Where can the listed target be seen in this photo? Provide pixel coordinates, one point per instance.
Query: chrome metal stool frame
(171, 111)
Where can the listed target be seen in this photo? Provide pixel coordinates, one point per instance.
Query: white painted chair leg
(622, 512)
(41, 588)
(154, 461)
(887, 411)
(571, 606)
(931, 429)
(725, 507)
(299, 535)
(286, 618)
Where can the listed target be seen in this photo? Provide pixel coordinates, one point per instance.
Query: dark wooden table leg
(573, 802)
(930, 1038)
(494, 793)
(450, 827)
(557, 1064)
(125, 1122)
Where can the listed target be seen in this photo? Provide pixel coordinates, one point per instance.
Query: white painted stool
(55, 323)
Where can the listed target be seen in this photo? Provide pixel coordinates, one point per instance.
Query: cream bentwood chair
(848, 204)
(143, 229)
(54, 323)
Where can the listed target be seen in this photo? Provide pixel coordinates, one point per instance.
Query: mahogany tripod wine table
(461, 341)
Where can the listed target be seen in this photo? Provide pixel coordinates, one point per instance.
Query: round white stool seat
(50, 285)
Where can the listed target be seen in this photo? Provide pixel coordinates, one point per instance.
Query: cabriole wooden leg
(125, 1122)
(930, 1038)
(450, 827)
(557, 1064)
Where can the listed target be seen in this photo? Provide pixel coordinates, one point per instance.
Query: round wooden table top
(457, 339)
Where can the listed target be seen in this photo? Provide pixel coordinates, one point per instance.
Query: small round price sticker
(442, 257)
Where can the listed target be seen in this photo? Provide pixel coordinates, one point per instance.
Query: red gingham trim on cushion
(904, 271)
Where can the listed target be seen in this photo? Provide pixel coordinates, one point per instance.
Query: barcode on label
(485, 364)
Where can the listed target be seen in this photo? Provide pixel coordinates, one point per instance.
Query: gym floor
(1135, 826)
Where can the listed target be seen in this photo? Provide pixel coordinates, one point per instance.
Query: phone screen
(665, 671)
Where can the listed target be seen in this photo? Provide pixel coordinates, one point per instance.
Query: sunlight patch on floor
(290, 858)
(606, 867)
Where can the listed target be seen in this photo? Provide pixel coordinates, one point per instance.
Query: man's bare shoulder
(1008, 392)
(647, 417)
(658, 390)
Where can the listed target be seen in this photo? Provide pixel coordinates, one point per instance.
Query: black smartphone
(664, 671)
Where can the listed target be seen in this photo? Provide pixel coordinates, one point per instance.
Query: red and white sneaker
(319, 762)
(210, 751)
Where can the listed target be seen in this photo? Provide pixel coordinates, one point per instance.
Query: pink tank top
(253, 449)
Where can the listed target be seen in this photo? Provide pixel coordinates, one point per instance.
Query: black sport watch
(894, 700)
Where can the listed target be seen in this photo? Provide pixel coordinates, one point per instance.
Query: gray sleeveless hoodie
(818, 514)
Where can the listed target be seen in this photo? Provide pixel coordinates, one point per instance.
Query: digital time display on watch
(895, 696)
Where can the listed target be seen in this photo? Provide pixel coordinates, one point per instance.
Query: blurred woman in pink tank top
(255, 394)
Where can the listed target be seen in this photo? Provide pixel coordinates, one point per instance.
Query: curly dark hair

▶ [What you will do] Render every record verbatim. Nothing should be left out.

▶ [Task solution]
Where can the listed target be seen in this photo? Provide pixel coordinates, one point per instance.
Query: chrome metal stool frame
(171, 111)
Where can the listed target be seen in this photo? Provide pixel coordinates, one point per instance.
Query: white painted chair leg
(622, 512)
(41, 588)
(154, 461)
(887, 411)
(571, 606)
(931, 429)
(725, 507)
(299, 535)
(286, 618)
Where can the listed target be seen in this photo? Provide pixel coordinates, one point per instance.
Query: dark wooden table leg
(573, 802)
(930, 1038)
(494, 793)
(450, 827)
(557, 1064)
(125, 1122)
Where can the listed target be seen in this photo? Provide pixel coordinates, one point per instance.
Query: white painted stool
(55, 323)
Where can the listed target be seen in this photo? Provide pixel coordinates, one point per instance.
Query: cream bentwood chair
(848, 204)
(143, 229)
(54, 323)
Where can the listed target be seen in this photo? Provide pixel coordinates, one point per instance.
Query: mahogany tripod wine table
(461, 341)
Where can the listed target be seen in this photo? Provide pixel coordinates, one point per instance.
Query: round white stool seat
(50, 285)
Where can the listed target be seen in this photo? Provide pixel coordinates, one point per instance.
Query: cabriole wooden leg
(125, 1122)
(930, 1038)
(450, 827)
(557, 1064)
Where can the listed target be seen in this photo? Provide pixel coordinates, one point per instance.
Query: round wooden table top
(457, 339)
Where can the listed target be seen in this photo? Provide pixel coordinates, one point per instance.
Query: small round price sticker
(442, 257)
Where can the listed target be seen in this photo? Provide pixel coordinates, one point per instance.
Query: red gingham trim on cushion
(904, 271)
Where can the listed target be seen in this photo? Provide pixel coordinates, one point per instance.
Query: barcode on label
(485, 364)
Where can the listed target be seen in this photo? Provide pixel coordinates, one point per instance.
Query: gym floor
(1135, 826)
Where can the listed target be seen in this photo? Provide pixel coordinates, one point per instance.
Query: phone screen
(665, 671)
Where can the listed target be seen in this photo? Provide pixel coordinates, one point per instance.
Query: sunlight patch on floor
(290, 858)
(606, 867)
Where can the listed target be seen in this photo? Provide pixel coordinates, one point per instance.
Query: man's bare shoulder
(1008, 392)
(647, 417)
(658, 390)
Where can the listed target be seen in this photo? Provide pixel coordinates, one point per instance.
Query: black smartphone
(664, 671)
Where can the listed target be seen in this photo? Provide pixel coordinates, one point per instance.
Query: red and white sneaker
(319, 762)
(210, 751)
Where can the listed target be seen in this photo? Provide pixel coordinates, one point per instance.
Query: pink tank top
(253, 449)
Where can the listed target be seen in this photo? Provide pixel coordinates, one point per instance.
Query: black sport watch
(894, 700)
Where can the listed target be seen in this photo? Provide pixel coordinates, one point per instance.
Query: gray sleeveless hoodie
(818, 514)
Where can the listed target be seen in this photo? Provide pixel coordinates, one point per instance.
Query: digital time display on watch
(895, 696)
Where can the listed target be seen in this photo? Provide pixel coordinates, one point per instance.
Query: blurred woman in pink tank top
(255, 394)
Where can the listed target be seen in this photo? Provide pixel coordinates, one point per instance.
Query: curly dark hair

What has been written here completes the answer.